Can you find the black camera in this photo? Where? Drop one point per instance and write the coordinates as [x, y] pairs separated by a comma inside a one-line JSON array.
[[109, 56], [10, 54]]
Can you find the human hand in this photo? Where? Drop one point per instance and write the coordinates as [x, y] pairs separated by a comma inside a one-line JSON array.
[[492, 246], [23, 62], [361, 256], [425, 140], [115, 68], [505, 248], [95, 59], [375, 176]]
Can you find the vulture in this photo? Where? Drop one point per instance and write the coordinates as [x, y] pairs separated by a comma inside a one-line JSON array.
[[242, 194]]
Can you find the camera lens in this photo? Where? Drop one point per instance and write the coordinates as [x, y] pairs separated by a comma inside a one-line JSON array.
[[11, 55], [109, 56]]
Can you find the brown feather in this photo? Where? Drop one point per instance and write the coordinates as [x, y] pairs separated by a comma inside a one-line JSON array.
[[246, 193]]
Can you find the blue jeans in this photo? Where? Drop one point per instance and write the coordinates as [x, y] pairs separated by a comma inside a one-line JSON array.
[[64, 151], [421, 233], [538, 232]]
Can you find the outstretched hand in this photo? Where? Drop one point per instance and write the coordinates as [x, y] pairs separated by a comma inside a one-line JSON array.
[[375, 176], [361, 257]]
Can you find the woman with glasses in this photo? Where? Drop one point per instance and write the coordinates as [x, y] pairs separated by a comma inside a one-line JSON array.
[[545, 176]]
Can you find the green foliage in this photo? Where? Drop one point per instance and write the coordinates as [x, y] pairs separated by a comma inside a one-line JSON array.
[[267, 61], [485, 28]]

..............................

Locate the line that contains "Can you find the outstretched", then please quote it and every line after it to the end of the entries above, exactly and with nothing else.

Can you find the outstretched hand in this photo? Where? Drop one point per instance and write the coordinates as [x, y] pairs separated by a comma inside a one-line JSON array.
[[375, 176], [361, 257]]
Can you find the woman with glasses in this photo? Where? Drop one point per instance and write the coordinates as [x, y] pairs separated by a comma inside a one-line JSON array.
[[545, 176]]
Can you find the green foliage in this photo? Where? Drop one point per instance and write the coordinates as [x, y] pairs separated by a comma inside a one-line JSON array.
[[267, 61], [485, 28]]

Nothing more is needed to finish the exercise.